━━━━━ DATA FOR ANALYSIS ━━━━━
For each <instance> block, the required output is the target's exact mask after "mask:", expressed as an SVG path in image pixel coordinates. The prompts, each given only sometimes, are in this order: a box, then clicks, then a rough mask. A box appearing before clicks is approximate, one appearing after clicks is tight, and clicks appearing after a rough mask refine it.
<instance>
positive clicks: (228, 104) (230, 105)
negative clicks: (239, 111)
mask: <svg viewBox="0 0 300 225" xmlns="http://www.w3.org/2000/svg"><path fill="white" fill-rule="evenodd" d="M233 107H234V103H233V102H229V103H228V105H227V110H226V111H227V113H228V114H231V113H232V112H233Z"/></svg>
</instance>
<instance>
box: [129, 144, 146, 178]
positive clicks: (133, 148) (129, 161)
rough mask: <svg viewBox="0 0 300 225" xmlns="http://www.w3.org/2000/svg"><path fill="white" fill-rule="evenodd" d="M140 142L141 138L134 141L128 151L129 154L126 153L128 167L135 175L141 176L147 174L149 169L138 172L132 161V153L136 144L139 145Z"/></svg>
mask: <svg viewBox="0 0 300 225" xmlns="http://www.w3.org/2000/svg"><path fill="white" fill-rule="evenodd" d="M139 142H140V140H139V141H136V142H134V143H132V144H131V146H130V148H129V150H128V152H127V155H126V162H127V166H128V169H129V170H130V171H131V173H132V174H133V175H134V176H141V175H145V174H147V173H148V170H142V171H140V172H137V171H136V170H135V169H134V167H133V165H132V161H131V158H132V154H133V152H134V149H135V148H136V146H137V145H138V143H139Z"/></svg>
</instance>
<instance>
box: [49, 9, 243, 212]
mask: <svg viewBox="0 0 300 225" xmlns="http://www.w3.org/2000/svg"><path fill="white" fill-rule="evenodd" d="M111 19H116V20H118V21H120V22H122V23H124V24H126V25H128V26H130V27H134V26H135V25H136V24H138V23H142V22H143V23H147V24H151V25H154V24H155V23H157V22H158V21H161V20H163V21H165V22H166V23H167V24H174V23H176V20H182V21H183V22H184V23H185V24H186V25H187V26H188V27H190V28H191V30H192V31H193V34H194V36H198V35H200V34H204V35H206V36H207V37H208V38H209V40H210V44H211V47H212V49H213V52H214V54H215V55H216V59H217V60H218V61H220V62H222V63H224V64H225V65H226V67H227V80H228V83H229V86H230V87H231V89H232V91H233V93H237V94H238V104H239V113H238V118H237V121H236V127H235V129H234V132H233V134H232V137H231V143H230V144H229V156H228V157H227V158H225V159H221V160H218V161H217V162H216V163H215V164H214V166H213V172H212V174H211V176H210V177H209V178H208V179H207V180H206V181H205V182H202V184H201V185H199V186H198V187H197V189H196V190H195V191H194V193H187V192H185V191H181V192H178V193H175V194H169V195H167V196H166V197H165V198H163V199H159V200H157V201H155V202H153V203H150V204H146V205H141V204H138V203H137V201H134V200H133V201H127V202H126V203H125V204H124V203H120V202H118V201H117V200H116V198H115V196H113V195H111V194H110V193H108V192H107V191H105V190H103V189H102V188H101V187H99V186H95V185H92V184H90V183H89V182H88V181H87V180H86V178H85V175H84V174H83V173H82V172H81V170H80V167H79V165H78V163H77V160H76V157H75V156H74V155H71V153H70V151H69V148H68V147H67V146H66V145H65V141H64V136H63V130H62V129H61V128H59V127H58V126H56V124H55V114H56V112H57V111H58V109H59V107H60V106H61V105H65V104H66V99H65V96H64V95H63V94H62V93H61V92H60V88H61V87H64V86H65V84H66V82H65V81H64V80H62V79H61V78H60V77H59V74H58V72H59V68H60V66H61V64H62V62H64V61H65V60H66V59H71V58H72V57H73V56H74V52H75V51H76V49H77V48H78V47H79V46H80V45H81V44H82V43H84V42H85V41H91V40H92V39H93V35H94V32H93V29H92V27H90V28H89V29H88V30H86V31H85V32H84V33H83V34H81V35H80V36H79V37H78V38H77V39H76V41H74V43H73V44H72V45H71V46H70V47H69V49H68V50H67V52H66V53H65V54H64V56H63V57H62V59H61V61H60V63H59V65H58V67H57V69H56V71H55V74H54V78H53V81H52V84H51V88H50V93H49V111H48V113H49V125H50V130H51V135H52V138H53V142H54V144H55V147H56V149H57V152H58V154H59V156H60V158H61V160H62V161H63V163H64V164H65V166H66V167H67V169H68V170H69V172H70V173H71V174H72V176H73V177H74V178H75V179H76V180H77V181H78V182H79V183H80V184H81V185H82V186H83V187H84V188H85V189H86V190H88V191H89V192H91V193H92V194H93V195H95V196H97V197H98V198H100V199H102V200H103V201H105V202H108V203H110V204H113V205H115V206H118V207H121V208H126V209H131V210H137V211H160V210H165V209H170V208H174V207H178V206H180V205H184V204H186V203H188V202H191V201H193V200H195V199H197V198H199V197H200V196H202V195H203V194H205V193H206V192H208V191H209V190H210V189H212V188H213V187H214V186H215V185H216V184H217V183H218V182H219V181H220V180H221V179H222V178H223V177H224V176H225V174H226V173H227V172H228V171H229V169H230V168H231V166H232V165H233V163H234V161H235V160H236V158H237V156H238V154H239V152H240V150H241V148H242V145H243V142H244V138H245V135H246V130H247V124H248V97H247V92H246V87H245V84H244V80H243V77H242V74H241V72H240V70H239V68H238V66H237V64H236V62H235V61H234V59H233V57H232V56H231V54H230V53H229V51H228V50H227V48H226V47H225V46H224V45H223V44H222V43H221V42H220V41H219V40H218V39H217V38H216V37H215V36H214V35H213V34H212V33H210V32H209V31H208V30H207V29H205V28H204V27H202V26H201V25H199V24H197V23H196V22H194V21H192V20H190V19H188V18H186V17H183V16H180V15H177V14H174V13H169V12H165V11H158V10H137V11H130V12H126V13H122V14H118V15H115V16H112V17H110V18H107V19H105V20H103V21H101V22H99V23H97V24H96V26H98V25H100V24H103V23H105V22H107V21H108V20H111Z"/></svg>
━━━━━
• EXERCISE REQUIREMENTS: Every line in the records has to be written out again exactly.

• COMPLETED EXERCISE:
For each <instance> block, the required output is the target's exact mask after "mask:", expressed as an SVG path in image pixel coordinates. The prompts, each given only sometimes, are in this order: a box, then clicks, then a rough mask. A box appearing before clicks is approximate, one appearing after clicks is tight, and clicks appearing after a rough mask refine it.
<instance>
positive clicks: (228, 104) (230, 105)
negative clicks: (239, 111)
mask: <svg viewBox="0 0 300 225" xmlns="http://www.w3.org/2000/svg"><path fill="white" fill-rule="evenodd" d="M233 107H234V103H233V102H229V103H228V105H227V110H226V111H227V113H228V114H231V113H232V112H233Z"/></svg>
</instance>
<instance>
box: [129, 144, 146, 178]
positive clicks: (133, 148) (129, 161)
rough mask: <svg viewBox="0 0 300 225" xmlns="http://www.w3.org/2000/svg"><path fill="white" fill-rule="evenodd" d="M140 142L141 138L134 141L128 151L129 154L126 153L128 167L135 175L141 176L147 174L149 169L138 172L132 161V153L136 144L139 145Z"/></svg>
mask: <svg viewBox="0 0 300 225" xmlns="http://www.w3.org/2000/svg"><path fill="white" fill-rule="evenodd" d="M139 142H140V140H139V141H136V142H134V143H132V144H131V146H130V148H129V150H128V152H127V155H126V162H127V166H128V169H129V170H130V171H131V173H132V174H133V175H134V176H141V175H145V174H147V173H148V170H142V171H140V172H137V171H136V170H135V169H134V167H133V165H132V161H131V158H132V154H133V152H134V149H135V148H136V146H137V145H138V143H139Z"/></svg>
</instance>
<instance>
box: [49, 9, 243, 212]
mask: <svg viewBox="0 0 300 225" xmlns="http://www.w3.org/2000/svg"><path fill="white" fill-rule="evenodd" d="M111 19H116V20H118V21H120V22H122V23H124V24H126V25H128V26H130V27H134V26H135V25H136V24H138V23H142V22H143V23H147V24H151V25H154V24H155V23H157V22H158V21H161V20H163V21H165V22H166V23H167V24H174V23H176V20H182V21H183V22H184V23H185V24H186V25H187V26H188V27H190V28H191V30H192V31H193V34H194V36H198V35H200V34H204V35H206V36H207V37H208V38H209V40H210V44H211V47H212V49H213V52H214V54H215V55H216V59H217V60H218V61H220V62H222V63H224V64H225V65H226V67H227V80H228V83H229V86H230V87H231V89H232V91H233V93H237V94H238V104H239V113H238V118H237V121H236V127H235V129H234V132H233V134H232V137H231V143H230V144H229V156H228V157H227V158H225V159H221V160H218V161H217V162H216V163H215V164H214V166H213V172H212V174H211V176H210V177H209V178H208V179H207V180H206V181H205V182H202V184H201V185H199V186H198V187H197V189H196V190H195V191H194V193H187V192H185V191H181V192H178V193H175V194H169V195H167V196H166V197H165V198H163V199H159V200H157V201H155V202H153V203H150V204H146V205H141V204H138V203H137V201H134V200H133V201H127V202H126V203H125V204H124V203H120V202H118V201H117V200H116V198H115V196H113V195H111V194H110V193H108V192H107V191H105V190H103V189H102V188H101V187H99V186H95V185H92V184H90V183H89V182H88V181H87V180H86V178H85V175H84V174H83V173H82V172H81V170H80V167H79V165H78V163H77V160H76V157H75V156H74V155H71V153H70V151H69V148H68V147H67V146H66V145H65V141H64V136H63V130H62V129H61V128H59V127H58V126H56V124H55V114H56V112H57V111H58V109H59V107H60V106H61V105H65V104H66V99H65V96H64V95H63V94H62V93H61V92H60V88H61V87H64V86H65V84H66V82H65V81H64V80H62V79H61V78H60V77H59V74H58V72H59V68H60V66H61V64H62V62H64V61H65V60H66V59H71V58H72V57H73V56H74V52H75V51H76V49H77V48H78V47H79V46H80V45H81V44H82V43H84V42H85V41H91V40H92V39H93V35H94V32H93V29H92V27H90V28H89V29H88V30H86V31H85V32H84V33H83V34H81V35H80V36H79V37H78V38H77V39H76V41H74V43H73V44H72V45H71V46H70V47H69V49H68V50H67V52H66V53H65V54H64V56H63V57H62V59H61V61H60V63H59V65H58V67H57V69H56V71H55V74H54V78H53V81H52V84H51V88H50V93H49V111H48V113H49V125H50V130H51V135H52V138H53V142H54V144H55V147H56V149H57V152H58V154H59V156H60V158H61V160H62V161H63V163H64V164H65V166H66V167H67V169H68V170H69V172H70V173H71V174H72V176H73V177H74V178H75V179H76V180H77V181H78V182H79V183H80V184H81V185H82V186H83V187H84V188H85V189H86V190H88V191H89V192H91V193H92V194H93V195H95V196H97V197H98V198H100V199H102V200H103V201H105V202H108V203H110V204H113V205H115V206H118V207H121V208H126V209H131V210H137V211H160V210H165V209H170V208H174V207H178V206H180V205H184V204H186V203H188V202H191V201H193V200H195V199H197V198H199V197H200V196H202V195H203V194H205V193H206V192H208V191H209V190H210V189H212V188H213V187H214V186H215V185H216V184H217V183H218V182H219V181H220V180H221V179H222V178H223V177H224V176H225V174H226V173H227V172H228V171H229V169H230V168H231V166H232V165H233V163H234V161H235V160H236V158H237V156H238V154H239V152H240V150H241V148H242V145H243V142H244V138H245V135H246V130H247V124H248V97H247V92H246V87H245V84H244V80H243V77H242V74H241V72H240V70H239V68H238V66H237V64H236V62H235V61H234V59H233V57H232V56H231V54H230V53H229V51H228V50H227V48H226V47H225V46H224V45H223V44H222V43H221V42H220V41H219V40H218V39H217V38H216V37H215V36H214V35H213V34H212V33H210V32H209V31H208V30H207V29H205V28H204V27H202V26H201V25H199V24H197V23H196V22H194V21H192V20H190V19H188V18H186V17H183V16H180V15H177V14H174V13H169V12H165V11H158V10H137V11H130V12H126V13H122V14H118V15H115V16H112V17H110V18H107V19H105V20H103V21H101V22H99V23H97V24H96V26H98V25H100V24H103V23H105V22H107V21H108V20H111Z"/></svg>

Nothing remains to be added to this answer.